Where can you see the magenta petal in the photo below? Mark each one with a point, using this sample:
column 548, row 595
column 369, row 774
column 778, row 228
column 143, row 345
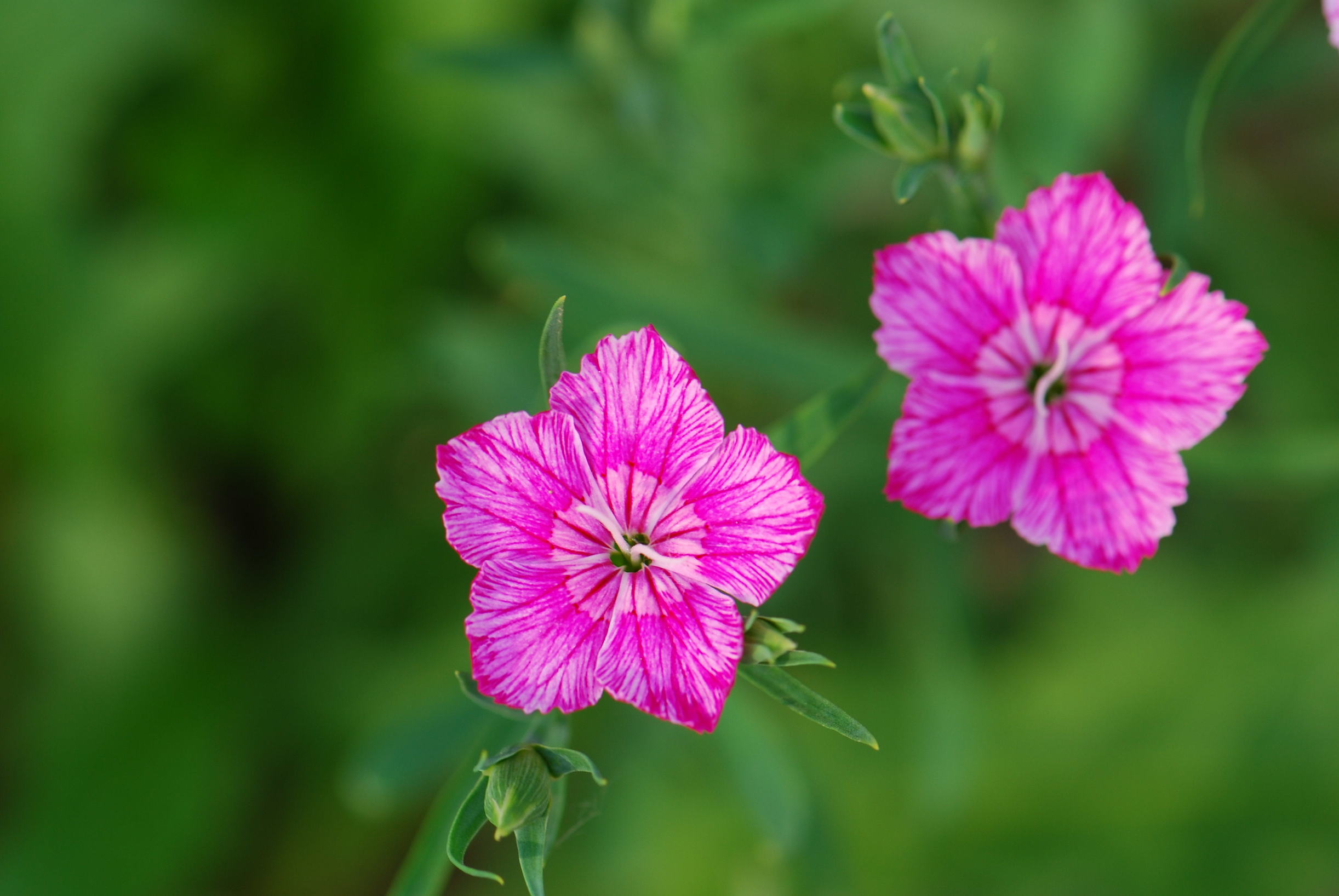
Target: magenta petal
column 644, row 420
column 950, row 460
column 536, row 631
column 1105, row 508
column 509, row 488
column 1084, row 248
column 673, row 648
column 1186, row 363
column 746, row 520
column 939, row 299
══════════
Instruction:
Can you reproduce the items from their very beginning through the line containing "column 950, row 460", including that line, and leave out the pictures?

Exercise answer:
Where can you see the magenta petal in the photo below? Mark each one with a point, using this sample:
column 548, row 595
column 369, row 774
column 778, row 228
column 143, row 345
Target: magenta petal
column 644, row 420
column 950, row 460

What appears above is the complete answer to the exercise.